Supplied data:
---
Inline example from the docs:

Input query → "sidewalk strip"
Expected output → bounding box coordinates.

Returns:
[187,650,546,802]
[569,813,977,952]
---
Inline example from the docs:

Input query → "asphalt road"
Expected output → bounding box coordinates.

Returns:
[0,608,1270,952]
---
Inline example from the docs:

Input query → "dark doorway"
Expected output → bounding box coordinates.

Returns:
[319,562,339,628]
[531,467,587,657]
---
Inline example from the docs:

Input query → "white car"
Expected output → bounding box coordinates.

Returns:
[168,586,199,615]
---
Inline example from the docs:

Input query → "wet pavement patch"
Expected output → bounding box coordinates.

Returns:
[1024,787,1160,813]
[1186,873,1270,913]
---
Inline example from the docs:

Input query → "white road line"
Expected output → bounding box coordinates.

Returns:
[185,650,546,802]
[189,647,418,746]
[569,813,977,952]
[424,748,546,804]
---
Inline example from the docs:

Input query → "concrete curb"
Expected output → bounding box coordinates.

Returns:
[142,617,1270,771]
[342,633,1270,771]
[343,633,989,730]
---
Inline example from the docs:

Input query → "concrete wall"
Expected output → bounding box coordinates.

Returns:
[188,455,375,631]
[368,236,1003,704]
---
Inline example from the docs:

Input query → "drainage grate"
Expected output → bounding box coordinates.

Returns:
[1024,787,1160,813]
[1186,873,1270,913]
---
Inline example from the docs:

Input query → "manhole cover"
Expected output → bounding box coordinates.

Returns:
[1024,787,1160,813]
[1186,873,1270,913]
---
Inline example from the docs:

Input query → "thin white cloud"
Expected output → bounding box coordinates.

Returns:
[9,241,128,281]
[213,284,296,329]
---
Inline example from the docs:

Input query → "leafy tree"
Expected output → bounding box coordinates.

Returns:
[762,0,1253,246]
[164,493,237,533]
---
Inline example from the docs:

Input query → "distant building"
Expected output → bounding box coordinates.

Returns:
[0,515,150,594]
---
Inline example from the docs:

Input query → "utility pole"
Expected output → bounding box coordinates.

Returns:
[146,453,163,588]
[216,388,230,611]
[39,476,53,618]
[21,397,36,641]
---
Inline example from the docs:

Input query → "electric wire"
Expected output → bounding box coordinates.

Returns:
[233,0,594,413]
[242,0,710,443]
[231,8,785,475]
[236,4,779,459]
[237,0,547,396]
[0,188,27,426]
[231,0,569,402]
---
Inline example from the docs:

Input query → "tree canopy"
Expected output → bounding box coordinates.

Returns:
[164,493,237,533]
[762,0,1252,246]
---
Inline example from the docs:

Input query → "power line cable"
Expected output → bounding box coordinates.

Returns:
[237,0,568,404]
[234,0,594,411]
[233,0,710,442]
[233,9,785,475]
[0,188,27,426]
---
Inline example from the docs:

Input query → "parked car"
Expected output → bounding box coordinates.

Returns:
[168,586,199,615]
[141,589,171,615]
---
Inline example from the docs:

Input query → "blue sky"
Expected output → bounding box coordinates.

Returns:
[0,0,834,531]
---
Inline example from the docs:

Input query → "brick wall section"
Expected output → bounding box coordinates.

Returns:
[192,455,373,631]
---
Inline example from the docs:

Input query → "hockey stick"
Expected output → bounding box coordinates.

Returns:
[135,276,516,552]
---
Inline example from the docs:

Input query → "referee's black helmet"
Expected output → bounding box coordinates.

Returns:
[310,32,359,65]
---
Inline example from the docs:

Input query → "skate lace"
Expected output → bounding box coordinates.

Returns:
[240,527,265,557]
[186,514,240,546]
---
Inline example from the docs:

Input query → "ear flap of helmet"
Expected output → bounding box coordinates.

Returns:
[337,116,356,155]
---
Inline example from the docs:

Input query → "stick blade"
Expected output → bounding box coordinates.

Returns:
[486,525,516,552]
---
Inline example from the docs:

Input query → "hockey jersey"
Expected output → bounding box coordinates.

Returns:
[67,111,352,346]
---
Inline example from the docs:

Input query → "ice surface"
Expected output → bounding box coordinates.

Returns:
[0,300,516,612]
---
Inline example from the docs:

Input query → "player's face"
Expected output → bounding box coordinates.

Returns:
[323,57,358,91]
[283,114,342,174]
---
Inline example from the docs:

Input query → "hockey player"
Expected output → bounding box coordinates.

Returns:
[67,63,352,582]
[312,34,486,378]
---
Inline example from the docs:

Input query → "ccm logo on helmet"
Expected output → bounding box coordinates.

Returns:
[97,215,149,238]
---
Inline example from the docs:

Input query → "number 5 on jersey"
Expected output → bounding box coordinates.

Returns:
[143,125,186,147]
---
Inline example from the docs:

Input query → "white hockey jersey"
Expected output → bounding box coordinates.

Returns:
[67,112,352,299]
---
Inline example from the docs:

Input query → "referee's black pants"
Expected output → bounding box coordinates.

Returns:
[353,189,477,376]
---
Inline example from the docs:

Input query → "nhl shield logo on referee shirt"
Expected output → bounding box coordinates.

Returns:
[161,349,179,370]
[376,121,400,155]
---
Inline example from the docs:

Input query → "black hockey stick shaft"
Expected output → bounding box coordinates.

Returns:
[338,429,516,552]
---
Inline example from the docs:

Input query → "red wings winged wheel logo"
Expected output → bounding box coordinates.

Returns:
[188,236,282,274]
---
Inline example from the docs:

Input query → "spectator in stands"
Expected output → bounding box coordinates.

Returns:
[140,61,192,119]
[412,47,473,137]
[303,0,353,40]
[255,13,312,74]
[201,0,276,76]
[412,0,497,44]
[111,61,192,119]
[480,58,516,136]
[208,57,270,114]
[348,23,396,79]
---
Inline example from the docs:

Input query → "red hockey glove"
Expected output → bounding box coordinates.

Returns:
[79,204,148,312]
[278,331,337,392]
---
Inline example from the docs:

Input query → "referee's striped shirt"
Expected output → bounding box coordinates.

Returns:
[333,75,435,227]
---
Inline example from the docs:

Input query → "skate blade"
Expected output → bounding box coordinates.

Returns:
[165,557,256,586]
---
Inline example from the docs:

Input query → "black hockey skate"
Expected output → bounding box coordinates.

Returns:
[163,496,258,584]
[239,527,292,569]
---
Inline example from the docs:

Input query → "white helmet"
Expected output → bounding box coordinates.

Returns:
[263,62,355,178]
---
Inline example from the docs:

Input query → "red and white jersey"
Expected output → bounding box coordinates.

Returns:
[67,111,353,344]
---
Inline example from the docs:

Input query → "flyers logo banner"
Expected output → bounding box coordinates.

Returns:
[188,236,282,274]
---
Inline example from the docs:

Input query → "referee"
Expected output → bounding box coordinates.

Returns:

Task: Identify each line in the entries above that contains the word "logo", and copy those lines.

Solution below:
Input query → "ccm logo on helmet"
Input query → "nhl shield logo on referee shirt"
Input query → "red wings winged wheel logo"
Input query → "flyers logo banner"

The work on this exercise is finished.